THE PROBLEM:
In the records below, find the line that contains "pink flag above? Mark it with a dot." and the line that contains "pavement above? Mark it with a dot.", then retype exactly those two lines and every line between them.
STORED DATA section start
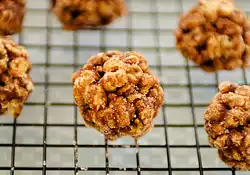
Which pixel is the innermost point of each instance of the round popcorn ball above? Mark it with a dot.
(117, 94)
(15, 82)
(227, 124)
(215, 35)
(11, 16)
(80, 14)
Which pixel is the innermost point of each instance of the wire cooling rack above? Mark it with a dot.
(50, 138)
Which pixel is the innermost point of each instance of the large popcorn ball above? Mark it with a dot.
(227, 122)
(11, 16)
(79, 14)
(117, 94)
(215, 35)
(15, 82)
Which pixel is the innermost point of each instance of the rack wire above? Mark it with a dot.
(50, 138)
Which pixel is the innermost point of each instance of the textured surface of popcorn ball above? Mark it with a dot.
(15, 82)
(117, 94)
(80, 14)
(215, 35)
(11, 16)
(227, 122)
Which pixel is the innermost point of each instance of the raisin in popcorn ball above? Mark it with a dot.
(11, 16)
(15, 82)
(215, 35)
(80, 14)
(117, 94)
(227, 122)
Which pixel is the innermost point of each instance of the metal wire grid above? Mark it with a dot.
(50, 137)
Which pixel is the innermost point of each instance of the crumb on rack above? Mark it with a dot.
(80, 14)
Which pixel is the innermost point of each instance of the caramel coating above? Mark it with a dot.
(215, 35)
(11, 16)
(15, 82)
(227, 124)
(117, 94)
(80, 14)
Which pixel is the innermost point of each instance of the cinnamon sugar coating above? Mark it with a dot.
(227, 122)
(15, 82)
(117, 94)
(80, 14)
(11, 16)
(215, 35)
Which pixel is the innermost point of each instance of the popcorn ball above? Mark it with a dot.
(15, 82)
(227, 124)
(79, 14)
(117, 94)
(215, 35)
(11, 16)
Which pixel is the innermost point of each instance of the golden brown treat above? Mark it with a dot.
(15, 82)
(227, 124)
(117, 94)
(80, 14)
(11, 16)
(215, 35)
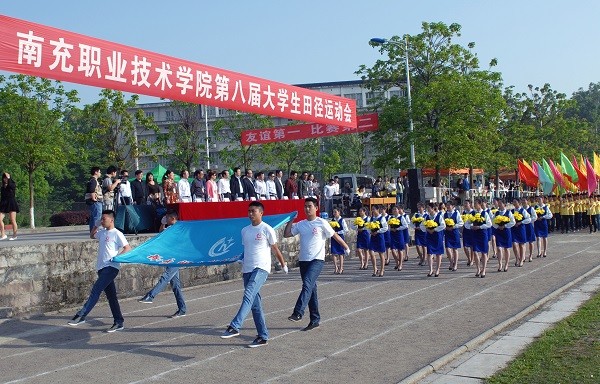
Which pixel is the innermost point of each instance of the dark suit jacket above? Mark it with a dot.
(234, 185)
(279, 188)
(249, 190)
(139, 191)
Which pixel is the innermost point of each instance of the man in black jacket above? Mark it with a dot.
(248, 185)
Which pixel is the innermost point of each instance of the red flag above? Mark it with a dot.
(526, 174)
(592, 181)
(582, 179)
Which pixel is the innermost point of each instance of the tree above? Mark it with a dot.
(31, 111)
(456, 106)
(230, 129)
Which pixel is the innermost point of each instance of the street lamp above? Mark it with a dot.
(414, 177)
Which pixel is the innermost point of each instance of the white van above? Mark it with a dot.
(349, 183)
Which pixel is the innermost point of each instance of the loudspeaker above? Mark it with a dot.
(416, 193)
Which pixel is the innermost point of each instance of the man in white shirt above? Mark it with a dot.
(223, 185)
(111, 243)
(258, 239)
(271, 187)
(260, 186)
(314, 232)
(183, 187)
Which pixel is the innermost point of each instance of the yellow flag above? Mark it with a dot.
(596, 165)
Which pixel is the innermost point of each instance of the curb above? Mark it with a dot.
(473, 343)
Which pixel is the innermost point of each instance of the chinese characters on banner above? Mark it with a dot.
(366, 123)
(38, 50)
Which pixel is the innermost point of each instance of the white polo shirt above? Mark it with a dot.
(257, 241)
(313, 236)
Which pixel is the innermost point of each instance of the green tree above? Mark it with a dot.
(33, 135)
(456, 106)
STORED DATA section end
STORED DATA section start
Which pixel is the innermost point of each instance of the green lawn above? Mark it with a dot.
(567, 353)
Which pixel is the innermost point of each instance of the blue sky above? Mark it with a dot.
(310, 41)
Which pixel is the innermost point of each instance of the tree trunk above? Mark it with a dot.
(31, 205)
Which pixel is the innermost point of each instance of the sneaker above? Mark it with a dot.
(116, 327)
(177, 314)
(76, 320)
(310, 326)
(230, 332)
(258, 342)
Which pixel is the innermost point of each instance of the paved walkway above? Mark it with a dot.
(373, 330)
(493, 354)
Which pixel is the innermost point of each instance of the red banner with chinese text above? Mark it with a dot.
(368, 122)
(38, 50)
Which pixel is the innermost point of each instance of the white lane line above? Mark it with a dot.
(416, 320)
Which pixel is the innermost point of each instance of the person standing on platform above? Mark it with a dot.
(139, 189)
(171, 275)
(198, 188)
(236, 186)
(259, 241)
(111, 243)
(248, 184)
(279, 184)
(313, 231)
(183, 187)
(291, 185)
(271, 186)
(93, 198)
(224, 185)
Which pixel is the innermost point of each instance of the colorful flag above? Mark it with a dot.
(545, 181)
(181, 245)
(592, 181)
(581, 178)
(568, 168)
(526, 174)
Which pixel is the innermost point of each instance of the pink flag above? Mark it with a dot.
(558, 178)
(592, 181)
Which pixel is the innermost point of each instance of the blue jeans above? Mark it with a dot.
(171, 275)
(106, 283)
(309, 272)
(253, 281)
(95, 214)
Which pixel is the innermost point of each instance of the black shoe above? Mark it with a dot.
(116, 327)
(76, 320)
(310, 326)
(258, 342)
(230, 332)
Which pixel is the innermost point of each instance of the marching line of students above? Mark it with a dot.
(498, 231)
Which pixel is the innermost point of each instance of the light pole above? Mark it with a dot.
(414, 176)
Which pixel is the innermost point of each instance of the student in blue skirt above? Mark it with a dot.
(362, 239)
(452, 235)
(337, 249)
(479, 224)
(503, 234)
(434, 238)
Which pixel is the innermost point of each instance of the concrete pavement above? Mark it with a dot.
STORED DATA section end
STORED DATA section start
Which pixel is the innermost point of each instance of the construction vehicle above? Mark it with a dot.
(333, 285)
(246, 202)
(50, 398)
STORED DATA section end
TASK SOLUTION:
Which pixel is the innermost point of each instance of the pink flag above? Mark it with a dot.
(558, 178)
(592, 181)
Which pixel is the innermost point of each instance of the blue jeans above? Mark it with a dot.
(171, 275)
(106, 283)
(309, 272)
(253, 281)
(95, 214)
Which pixel is the innermost point of each instance of the black shoe above? Mark it with a dot.
(116, 327)
(76, 320)
(310, 326)
(258, 342)
(230, 332)
Which pixel is the innermost point of each instance of the marching line of students above? Mark it with a dot.
(498, 231)
Which pixel is the innermost point of each instance of the light pole above? Mark it with a dot.
(414, 176)
Which pixel is the innermost point of each instance of the student in blue skirt above? Mark it with a dot.
(362, 239)
(452, 235)
(337, 249)
(479, 224)
(503, 234)
(434, 238)
Which pixel is the innermost point of each instance of the concrete pavement above? Mark it with a dot.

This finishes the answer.